_Exercise description_
Report each line of the records below that holds the word "license".

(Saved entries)
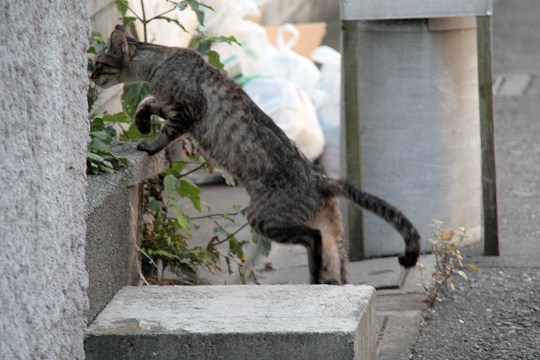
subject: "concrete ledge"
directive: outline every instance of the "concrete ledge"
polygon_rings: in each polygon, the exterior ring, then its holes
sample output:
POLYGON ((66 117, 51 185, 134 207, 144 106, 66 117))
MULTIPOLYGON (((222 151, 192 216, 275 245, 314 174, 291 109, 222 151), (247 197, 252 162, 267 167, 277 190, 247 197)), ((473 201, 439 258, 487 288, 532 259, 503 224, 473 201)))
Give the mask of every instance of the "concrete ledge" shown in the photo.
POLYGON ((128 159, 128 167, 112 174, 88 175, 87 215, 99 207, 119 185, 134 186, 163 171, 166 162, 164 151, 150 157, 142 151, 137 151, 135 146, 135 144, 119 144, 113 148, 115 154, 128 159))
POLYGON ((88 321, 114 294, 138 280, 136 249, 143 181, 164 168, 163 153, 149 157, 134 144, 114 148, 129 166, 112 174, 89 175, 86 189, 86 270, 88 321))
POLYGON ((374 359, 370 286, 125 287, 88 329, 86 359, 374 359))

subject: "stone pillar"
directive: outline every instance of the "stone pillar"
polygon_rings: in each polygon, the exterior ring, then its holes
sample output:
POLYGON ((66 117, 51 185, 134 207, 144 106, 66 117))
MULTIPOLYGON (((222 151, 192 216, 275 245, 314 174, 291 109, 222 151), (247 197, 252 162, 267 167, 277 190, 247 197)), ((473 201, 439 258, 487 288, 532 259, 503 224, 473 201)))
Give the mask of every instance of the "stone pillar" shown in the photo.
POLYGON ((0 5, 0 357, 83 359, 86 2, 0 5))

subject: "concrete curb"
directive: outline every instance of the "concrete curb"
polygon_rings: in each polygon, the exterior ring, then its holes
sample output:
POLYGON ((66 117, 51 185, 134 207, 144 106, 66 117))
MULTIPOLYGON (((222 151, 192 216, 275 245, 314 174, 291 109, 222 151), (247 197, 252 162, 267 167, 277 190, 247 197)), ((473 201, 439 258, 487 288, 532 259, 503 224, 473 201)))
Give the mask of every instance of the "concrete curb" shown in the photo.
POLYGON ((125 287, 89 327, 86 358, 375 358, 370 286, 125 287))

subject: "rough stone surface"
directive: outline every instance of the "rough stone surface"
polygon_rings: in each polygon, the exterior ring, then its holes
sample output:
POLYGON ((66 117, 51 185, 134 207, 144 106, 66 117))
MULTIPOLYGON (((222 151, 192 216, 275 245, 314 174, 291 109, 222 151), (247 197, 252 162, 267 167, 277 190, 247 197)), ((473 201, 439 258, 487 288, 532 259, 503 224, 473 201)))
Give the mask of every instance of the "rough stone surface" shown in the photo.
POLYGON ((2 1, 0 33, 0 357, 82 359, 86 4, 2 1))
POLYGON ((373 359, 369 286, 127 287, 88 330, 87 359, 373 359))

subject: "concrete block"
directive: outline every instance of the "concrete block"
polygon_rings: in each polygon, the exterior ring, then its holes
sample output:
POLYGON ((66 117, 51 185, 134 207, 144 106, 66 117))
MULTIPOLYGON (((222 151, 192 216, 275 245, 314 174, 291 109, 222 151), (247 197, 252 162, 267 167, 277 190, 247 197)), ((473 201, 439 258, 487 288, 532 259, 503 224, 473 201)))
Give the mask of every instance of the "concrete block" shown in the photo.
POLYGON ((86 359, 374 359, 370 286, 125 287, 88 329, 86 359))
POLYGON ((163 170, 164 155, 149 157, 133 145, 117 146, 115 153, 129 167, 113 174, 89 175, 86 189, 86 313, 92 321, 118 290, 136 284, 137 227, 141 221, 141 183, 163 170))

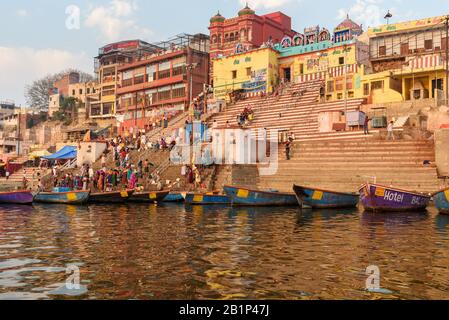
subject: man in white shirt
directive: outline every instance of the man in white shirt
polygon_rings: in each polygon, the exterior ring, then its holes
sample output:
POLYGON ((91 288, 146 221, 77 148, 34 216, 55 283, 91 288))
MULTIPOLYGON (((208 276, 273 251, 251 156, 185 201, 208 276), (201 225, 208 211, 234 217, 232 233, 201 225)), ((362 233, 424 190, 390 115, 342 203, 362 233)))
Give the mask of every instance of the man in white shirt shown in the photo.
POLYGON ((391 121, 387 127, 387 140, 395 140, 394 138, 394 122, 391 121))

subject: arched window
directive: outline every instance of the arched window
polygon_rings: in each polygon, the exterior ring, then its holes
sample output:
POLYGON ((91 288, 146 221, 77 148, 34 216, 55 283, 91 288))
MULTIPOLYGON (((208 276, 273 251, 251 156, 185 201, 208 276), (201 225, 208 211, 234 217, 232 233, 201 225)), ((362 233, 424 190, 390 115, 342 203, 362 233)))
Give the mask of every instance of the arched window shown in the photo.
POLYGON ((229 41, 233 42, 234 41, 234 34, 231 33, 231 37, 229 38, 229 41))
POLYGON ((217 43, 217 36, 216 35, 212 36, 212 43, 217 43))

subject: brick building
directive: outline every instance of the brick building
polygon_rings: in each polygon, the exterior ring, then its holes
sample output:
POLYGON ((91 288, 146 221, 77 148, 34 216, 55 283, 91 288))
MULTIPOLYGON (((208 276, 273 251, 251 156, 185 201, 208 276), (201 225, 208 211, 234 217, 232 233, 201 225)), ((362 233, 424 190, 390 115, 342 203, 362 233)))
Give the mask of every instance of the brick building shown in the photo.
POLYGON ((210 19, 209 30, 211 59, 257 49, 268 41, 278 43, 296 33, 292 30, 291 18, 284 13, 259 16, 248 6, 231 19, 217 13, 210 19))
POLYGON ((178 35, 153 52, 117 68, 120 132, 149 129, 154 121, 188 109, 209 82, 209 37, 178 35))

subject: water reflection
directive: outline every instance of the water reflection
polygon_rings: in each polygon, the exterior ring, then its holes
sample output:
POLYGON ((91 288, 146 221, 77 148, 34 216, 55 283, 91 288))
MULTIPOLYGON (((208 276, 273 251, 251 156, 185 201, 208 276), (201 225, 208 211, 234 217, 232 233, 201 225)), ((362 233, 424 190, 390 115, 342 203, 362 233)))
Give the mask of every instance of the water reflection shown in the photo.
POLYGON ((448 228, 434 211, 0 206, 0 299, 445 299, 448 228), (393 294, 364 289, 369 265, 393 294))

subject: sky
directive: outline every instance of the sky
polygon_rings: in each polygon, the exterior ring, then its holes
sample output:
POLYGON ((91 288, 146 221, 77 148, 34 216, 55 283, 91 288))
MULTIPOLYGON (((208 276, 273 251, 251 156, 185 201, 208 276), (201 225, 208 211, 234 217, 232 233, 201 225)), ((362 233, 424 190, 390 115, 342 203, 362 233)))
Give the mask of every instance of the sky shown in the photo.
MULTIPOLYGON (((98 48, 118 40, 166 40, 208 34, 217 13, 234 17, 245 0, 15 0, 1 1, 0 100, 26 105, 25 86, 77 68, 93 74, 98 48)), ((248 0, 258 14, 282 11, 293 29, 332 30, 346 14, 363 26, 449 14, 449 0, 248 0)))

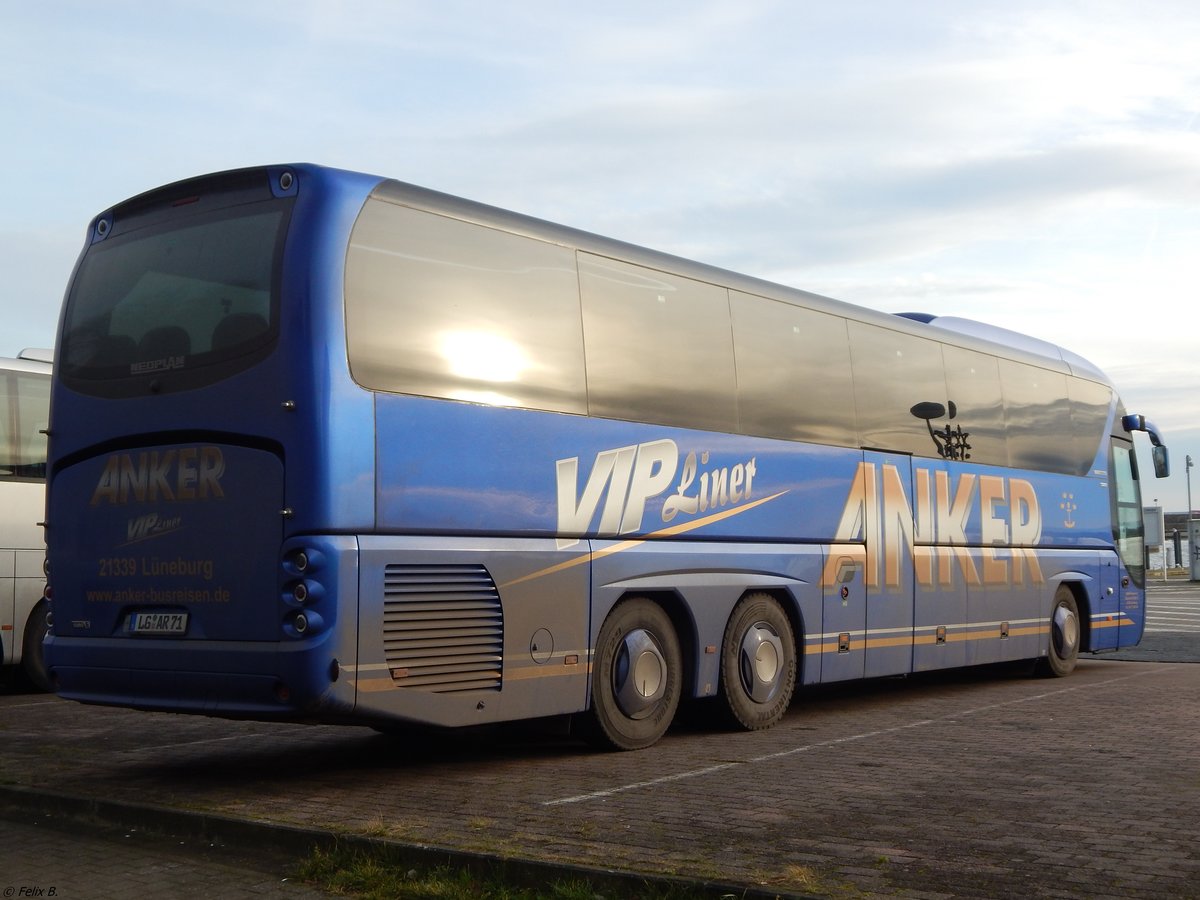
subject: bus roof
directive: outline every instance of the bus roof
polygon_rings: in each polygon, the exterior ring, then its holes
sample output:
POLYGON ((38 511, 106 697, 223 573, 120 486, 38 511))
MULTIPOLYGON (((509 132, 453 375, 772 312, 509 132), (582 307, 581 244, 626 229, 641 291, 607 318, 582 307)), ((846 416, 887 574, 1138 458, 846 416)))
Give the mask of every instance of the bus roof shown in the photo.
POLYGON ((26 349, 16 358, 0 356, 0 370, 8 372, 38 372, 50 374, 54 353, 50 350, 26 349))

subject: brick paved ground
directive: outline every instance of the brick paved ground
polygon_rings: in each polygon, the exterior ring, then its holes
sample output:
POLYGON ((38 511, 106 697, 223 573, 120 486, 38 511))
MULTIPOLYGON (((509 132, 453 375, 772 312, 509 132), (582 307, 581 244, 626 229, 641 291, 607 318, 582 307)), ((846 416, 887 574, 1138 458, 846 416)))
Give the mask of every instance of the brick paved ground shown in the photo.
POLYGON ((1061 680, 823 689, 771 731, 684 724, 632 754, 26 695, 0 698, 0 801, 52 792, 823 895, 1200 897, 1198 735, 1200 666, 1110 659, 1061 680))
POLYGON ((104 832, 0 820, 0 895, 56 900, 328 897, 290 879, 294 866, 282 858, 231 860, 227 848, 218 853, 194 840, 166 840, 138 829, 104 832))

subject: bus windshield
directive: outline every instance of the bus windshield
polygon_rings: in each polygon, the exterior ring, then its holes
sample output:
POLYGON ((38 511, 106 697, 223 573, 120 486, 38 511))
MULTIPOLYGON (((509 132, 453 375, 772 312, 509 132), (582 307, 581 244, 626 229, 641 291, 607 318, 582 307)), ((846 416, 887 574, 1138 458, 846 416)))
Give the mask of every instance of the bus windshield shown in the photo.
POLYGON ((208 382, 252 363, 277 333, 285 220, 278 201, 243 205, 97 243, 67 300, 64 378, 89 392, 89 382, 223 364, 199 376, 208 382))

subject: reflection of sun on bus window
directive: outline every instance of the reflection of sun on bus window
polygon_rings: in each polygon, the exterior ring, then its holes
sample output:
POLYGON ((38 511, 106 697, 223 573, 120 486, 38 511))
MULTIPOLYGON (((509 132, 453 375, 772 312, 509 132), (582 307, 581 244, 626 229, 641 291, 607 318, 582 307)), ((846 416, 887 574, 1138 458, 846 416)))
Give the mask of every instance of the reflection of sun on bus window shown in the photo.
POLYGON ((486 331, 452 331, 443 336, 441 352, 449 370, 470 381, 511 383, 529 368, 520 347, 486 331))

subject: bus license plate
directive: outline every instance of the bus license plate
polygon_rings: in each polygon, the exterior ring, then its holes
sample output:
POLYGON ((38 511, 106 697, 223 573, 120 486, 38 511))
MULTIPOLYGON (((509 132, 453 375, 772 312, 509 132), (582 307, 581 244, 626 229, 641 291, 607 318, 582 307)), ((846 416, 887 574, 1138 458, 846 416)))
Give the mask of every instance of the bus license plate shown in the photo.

_Answer section_
subject: bus license plate
directive: outline every instance of the bus license plate
Give the mask of every instance of the bus license plate shown in the photo.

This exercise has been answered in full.